Named-object pointing records:
○ ○ ○

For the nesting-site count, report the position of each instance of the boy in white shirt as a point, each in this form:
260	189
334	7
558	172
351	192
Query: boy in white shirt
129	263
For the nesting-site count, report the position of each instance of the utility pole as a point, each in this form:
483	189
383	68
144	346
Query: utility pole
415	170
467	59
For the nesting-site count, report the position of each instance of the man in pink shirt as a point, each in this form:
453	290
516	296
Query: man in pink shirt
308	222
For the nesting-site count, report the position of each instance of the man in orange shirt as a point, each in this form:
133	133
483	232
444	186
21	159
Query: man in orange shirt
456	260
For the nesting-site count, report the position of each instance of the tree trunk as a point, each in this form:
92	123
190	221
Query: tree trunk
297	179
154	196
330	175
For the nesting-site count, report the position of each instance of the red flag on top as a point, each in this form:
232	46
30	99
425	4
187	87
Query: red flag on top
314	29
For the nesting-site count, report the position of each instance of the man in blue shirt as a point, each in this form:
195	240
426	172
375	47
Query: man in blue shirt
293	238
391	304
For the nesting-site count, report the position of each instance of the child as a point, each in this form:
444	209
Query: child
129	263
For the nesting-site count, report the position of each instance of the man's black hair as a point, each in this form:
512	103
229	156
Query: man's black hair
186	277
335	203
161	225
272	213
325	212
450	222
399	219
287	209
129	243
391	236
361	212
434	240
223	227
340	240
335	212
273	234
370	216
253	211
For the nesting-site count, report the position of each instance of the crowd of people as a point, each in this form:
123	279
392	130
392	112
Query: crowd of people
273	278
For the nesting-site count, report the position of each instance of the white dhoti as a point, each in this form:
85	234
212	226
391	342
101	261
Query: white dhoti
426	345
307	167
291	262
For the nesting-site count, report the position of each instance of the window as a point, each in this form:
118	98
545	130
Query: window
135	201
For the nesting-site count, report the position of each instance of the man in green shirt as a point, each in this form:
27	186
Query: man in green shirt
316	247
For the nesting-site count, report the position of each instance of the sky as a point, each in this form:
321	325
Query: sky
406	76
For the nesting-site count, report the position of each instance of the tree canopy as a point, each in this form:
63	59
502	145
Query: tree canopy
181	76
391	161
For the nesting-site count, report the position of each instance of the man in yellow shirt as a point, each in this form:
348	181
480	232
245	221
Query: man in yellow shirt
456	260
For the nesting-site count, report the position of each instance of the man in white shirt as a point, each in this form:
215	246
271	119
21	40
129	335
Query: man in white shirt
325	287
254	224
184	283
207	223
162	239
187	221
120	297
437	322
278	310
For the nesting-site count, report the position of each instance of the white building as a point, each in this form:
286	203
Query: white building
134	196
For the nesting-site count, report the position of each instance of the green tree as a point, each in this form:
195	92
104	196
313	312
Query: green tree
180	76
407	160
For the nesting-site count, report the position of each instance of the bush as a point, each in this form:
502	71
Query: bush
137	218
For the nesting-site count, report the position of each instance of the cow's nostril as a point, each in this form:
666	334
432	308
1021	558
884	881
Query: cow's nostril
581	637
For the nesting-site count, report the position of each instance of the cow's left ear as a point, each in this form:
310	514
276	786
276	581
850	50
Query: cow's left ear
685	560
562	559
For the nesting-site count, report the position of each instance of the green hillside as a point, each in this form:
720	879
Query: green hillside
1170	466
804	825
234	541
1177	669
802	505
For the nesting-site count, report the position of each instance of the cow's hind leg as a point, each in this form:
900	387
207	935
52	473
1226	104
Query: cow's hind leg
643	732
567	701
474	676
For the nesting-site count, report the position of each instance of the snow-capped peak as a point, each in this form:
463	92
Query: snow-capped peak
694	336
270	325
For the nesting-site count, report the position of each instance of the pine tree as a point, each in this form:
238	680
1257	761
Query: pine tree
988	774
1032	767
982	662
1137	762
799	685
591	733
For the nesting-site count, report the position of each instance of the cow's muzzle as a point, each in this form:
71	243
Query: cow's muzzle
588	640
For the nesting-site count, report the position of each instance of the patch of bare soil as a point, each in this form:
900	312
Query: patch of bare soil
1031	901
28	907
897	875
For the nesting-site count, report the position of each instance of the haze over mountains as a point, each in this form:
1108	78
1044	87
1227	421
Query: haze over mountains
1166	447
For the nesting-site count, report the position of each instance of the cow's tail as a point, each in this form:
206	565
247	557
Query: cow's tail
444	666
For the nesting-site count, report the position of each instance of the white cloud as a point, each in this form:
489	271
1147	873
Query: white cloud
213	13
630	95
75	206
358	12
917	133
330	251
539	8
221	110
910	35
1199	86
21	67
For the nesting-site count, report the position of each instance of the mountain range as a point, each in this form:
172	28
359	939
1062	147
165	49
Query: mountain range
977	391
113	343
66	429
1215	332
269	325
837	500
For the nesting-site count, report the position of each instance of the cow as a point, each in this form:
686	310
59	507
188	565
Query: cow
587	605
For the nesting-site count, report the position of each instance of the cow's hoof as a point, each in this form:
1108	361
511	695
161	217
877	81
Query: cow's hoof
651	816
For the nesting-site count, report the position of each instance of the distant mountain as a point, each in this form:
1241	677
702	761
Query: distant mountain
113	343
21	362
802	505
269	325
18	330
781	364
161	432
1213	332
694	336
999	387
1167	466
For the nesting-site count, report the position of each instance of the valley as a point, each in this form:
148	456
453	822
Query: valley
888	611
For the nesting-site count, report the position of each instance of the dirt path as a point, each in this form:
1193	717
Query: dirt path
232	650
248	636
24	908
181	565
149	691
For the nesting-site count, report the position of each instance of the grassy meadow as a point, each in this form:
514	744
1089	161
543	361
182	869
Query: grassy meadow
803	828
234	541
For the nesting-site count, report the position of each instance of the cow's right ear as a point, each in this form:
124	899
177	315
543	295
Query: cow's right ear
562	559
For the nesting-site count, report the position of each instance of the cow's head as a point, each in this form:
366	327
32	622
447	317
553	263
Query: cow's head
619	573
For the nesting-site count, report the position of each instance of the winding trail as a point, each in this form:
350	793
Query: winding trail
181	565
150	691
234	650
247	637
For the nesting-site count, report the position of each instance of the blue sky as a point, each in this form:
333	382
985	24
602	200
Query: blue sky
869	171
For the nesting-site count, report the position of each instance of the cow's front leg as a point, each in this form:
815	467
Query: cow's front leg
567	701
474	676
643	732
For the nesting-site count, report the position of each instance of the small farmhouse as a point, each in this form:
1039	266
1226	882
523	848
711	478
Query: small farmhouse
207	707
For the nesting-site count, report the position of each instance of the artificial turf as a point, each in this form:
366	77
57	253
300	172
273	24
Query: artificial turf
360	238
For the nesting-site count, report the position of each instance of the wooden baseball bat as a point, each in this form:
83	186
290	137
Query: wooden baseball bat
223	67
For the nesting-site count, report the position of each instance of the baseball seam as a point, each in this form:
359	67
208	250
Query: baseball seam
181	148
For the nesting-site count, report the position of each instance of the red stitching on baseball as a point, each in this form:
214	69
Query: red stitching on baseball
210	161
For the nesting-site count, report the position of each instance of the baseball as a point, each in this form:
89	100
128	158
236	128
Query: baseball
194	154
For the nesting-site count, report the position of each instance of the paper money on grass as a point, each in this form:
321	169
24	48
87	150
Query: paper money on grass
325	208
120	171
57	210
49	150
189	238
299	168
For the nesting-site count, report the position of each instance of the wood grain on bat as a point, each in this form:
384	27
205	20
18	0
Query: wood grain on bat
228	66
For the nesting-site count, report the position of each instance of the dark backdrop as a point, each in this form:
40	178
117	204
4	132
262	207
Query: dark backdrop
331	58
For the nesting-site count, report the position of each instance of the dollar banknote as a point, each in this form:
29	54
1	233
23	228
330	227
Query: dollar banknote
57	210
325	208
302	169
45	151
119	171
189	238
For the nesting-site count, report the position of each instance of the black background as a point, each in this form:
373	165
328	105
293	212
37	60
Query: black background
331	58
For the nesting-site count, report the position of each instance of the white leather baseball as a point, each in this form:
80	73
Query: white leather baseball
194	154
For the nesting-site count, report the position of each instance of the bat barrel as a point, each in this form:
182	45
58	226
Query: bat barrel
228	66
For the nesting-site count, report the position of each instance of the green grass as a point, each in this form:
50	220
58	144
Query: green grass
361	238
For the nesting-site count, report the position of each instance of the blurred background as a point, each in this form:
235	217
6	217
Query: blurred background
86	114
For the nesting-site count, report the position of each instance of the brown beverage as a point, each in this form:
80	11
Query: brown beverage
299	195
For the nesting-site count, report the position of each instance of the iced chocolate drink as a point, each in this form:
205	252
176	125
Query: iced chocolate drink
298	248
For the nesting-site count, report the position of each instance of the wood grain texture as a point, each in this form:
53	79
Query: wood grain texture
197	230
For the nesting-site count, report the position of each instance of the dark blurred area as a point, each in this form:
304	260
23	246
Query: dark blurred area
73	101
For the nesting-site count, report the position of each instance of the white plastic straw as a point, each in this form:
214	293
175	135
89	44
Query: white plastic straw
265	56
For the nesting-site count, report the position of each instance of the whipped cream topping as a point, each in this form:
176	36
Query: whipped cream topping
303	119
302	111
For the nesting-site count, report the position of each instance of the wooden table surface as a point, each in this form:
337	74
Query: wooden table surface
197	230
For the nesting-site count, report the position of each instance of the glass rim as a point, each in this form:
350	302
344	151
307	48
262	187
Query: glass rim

○ ○ ○

__YOUR OBJECTIVE__: Starting from the line containing "grain texture as" and ending with the final line of the data, reproduce each line exactly as it appears, including no other lines.

__WRITTEN ANSWER__:
For the nesting-site count, report the position of each instance of the wood grain texture as a point, each in this form:
53	79
Query: wood grain texture
197	230
For the nesting-site count, report the position of each instance of the dark blurred area as a point, each in this form:
304	260
23	246
Query: dark blurred area
73	101
For the nesting-site count, report the position of each instance of the white plastic straw as a point, each in this form:
214	293
175	135
89	44
Query: white plastic straw
265	56
For the nesting-site count, report the position of each instance of the whipped cream topping as a point, each in this form:
176	36
Query: whipped cream topping
303	119
302	111
For the nesting-site count, report the position of each instance of the wooden table surface as a point, each in this form:
337	74
Query: wooden table surface
197	230
For the nesting-site count, report the position of each instance of the glass rim as a point, each in this form:
350	302
344	151
307	48
262	187
Query: glass rim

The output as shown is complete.